DIRECTIONS FOR THIS TASK —
Locate every line in the items below that contains the string "bumper", matching case exactly, and copy each of those lines.

DATA EXTRACT —
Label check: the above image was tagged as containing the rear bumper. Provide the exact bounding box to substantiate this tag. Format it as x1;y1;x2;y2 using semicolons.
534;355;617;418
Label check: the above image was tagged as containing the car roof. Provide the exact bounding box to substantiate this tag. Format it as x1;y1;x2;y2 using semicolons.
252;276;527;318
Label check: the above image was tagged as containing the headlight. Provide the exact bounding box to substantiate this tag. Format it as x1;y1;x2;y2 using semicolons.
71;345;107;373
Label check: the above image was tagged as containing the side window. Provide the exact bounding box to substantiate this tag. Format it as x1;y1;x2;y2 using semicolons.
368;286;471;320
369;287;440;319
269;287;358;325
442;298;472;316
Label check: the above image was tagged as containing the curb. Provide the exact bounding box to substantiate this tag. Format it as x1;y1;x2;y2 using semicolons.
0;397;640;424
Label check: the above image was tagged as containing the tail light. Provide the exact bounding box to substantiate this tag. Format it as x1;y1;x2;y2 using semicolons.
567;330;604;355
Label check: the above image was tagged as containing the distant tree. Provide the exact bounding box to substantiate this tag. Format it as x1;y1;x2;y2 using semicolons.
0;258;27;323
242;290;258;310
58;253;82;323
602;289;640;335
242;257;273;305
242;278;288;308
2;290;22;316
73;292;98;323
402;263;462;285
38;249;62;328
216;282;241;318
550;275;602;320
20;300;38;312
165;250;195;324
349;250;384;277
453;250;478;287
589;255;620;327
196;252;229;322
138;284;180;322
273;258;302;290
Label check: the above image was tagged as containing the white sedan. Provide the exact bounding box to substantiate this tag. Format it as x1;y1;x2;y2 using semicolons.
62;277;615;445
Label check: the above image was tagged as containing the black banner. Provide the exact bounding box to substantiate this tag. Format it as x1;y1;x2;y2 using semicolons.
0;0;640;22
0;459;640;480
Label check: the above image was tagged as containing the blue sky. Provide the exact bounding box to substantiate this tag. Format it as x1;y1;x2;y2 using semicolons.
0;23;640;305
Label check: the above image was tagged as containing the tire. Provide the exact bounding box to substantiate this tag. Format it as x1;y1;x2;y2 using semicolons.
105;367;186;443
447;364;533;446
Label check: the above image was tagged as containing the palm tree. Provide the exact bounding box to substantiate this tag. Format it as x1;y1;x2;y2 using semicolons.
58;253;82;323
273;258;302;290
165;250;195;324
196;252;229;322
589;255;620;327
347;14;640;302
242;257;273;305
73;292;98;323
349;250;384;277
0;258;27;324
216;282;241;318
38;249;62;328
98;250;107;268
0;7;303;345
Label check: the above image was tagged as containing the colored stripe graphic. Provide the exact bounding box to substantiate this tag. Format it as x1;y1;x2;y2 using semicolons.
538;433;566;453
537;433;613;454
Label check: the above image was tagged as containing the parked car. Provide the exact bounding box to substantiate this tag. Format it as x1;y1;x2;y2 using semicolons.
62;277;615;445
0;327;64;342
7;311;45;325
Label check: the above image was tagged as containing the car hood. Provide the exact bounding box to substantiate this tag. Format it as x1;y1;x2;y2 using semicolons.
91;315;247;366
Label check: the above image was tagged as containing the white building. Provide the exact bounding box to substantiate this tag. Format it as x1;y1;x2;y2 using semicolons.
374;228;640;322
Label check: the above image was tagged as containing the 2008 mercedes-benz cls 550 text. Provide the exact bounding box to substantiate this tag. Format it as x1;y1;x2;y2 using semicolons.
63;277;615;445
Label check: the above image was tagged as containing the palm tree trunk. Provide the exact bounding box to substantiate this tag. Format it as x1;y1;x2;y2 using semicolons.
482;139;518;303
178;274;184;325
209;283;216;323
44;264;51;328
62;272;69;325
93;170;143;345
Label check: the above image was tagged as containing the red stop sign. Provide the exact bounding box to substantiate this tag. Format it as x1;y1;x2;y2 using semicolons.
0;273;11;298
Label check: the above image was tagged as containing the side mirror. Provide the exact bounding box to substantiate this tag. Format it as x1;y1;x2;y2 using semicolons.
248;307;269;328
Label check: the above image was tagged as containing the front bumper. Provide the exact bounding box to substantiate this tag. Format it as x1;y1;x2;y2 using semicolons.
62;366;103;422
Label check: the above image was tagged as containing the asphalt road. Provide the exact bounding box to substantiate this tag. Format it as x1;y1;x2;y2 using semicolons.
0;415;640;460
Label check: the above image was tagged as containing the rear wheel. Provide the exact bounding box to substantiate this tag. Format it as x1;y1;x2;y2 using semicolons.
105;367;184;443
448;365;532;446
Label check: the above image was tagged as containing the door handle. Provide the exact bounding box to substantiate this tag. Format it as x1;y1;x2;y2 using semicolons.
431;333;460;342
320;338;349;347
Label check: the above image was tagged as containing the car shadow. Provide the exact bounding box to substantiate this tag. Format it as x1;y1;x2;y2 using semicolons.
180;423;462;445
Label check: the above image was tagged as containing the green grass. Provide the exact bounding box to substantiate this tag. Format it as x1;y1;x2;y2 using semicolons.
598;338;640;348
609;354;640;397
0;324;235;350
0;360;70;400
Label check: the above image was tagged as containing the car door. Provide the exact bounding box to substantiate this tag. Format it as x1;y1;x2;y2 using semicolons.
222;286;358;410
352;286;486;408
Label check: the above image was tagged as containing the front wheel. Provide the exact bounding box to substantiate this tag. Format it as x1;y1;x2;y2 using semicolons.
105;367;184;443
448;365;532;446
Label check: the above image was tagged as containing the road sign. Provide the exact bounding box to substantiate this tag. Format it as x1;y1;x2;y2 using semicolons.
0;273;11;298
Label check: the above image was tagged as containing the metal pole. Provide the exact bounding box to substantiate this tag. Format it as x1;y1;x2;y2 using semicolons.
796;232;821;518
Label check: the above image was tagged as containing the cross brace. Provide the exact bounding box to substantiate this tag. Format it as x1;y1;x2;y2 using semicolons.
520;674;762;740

THE OUTPUT —
Label check: the above image was tagged as containing the rear bumper. Provide the exact bounding box to substantiate this tag. Format it as x1;y1;x2;y2 using semicolons.
Label check: the above image was tagged as containing the front bumper. Provide the exact bounding box to substantiate this tag. Format it as x1;y1;x2;y2 using semicolons.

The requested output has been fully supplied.